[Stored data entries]

--

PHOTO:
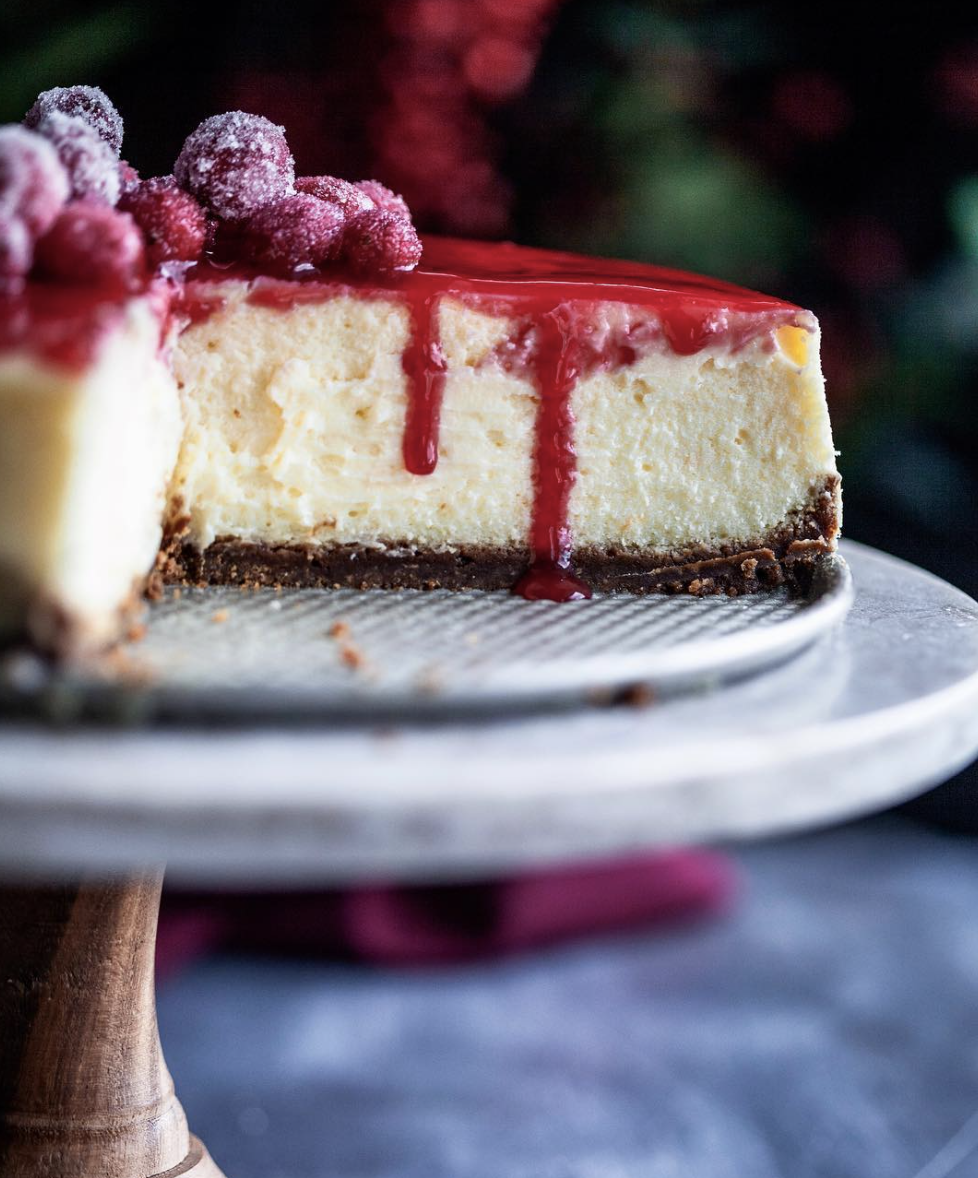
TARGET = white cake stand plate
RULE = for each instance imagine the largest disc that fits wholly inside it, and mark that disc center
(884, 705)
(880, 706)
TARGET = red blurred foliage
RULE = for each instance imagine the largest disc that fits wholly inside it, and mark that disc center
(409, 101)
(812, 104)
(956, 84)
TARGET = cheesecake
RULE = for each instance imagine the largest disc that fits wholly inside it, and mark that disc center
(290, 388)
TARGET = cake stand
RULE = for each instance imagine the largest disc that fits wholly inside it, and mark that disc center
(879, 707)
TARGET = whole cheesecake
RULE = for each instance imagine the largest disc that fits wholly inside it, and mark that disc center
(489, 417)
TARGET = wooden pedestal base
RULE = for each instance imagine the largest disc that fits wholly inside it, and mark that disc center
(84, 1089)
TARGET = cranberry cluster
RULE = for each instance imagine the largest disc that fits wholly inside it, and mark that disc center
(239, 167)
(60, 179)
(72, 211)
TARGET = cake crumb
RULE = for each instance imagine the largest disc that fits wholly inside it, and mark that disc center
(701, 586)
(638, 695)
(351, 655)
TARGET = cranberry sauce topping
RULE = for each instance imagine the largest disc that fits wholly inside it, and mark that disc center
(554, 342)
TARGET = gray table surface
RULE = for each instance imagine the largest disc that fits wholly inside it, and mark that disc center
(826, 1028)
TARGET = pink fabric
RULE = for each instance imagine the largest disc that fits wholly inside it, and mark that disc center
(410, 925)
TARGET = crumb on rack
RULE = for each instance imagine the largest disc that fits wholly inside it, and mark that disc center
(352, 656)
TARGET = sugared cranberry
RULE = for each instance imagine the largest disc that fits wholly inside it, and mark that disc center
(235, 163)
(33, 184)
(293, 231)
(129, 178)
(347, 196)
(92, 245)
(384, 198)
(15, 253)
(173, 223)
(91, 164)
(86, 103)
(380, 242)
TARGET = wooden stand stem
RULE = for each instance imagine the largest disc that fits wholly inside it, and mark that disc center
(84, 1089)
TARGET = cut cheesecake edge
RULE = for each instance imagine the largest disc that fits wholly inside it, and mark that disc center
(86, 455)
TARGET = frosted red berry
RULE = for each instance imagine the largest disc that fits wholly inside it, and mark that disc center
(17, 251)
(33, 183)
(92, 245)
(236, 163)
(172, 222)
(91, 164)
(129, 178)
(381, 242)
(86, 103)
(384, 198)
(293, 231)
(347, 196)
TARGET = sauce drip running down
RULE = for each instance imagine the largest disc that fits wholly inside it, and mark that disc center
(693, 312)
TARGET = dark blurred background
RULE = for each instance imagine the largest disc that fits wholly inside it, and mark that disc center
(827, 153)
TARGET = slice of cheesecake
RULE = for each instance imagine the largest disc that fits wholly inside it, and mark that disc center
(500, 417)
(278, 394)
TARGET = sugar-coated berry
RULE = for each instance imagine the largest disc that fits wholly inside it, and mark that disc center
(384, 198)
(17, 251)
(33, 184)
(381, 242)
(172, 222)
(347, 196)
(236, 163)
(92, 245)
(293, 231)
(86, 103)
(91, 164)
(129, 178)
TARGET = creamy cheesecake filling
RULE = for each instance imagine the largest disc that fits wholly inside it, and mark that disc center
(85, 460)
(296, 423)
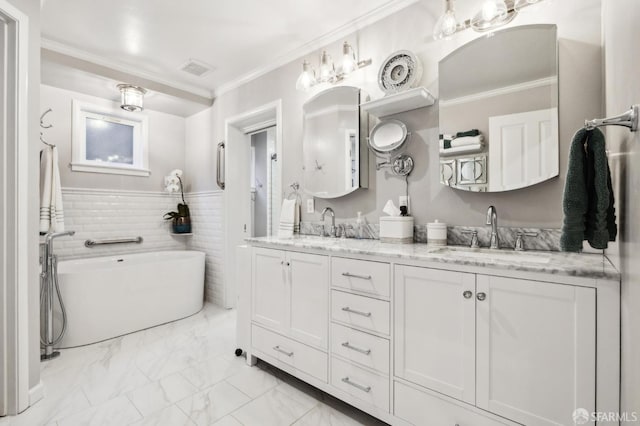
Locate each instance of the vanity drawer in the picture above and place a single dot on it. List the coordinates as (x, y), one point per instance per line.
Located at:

--

■ Your assignment
Search the records above for the string "crumb". Copy every line that contains it.

■ Response area
TARGET = cake crumb
TARGET = crumb on rack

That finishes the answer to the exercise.